Objective:
Repeat, word for word, the lines of the listing below, starting at the line that contains "Target phrase = white cloud" and ending at the final line of the listing, with both of those lines included.

Data rows:
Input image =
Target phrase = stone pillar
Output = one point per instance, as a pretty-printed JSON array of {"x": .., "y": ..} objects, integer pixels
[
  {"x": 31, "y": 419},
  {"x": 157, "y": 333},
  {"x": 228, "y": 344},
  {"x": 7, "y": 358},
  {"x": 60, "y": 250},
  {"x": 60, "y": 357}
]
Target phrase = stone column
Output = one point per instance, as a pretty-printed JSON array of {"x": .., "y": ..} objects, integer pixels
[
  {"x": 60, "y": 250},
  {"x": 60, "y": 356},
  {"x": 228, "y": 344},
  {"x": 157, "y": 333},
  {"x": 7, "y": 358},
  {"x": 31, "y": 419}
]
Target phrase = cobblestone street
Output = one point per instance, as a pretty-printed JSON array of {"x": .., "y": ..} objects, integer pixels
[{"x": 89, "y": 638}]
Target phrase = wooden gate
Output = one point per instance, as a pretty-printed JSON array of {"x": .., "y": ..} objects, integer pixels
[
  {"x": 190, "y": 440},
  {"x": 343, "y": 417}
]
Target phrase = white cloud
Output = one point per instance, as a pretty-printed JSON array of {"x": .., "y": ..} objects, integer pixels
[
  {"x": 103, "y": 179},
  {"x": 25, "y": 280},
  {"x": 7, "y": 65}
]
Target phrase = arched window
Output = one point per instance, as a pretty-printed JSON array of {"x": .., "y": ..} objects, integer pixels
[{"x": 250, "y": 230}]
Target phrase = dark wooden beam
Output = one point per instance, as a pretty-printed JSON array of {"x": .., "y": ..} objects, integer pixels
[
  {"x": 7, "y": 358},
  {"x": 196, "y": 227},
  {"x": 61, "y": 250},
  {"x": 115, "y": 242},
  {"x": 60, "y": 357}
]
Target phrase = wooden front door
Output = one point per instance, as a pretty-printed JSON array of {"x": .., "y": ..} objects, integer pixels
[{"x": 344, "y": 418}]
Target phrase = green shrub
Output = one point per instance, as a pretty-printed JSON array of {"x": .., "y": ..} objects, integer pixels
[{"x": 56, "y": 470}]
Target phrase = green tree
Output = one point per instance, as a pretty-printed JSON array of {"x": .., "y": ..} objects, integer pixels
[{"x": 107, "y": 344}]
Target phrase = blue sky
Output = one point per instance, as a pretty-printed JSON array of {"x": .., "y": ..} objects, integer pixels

Full output:
Target phrase = white cloud
Output = one point per instance, as a pretty-printed JSON array of {"x": .., "y": ..} objects, integer pixels
[
  {"x": 103, "y": 179},
  {"x": 25, "y": 280},
  {"x": 7, "y": 65}
]
Target phrase = arched window
Output = one point per instance, as a pretty-printed JSON array of {"x": .., "y": ..} objects, integer pixels
[{"x": 250, "y": 230}]
Target phrase = dark wooden beam
Output = one point per instance, as a pretty-printed JSON array of {"x": .., "y": ..} objects, integer pixels
[
  {"x": 7, "y": 358},
  {"x": 196, "y": 227},
  {"x": 61, "y": 250},
  {"x": 115, "y": 242},
  {"x": 60, "y": 357}
]
Target phrase = wooden front door
Output = one point per instance, as a pretty-printed JSON array of {"x": .., "y": ..} objects, integer pixels
[{"x": 344, "y": 418}]
Target phrase = green shrub
Output = one point per instance, as a pretty-printed JSON array of {"x": .., "y": ..} objects, integer pixels
[{"x": 56, "y": 470}]
Target phrase = green tree
Output = one point per instance, as a pretty-printed JSON array of {"x": .., "y": ..} objects, integer pixels
[{"x": 107, "y": 344}]
Target phrase = blue sky
Output = one point per instance, as a pretty-printed JSON array of {"x": .., "y": ..} objects, integer pixels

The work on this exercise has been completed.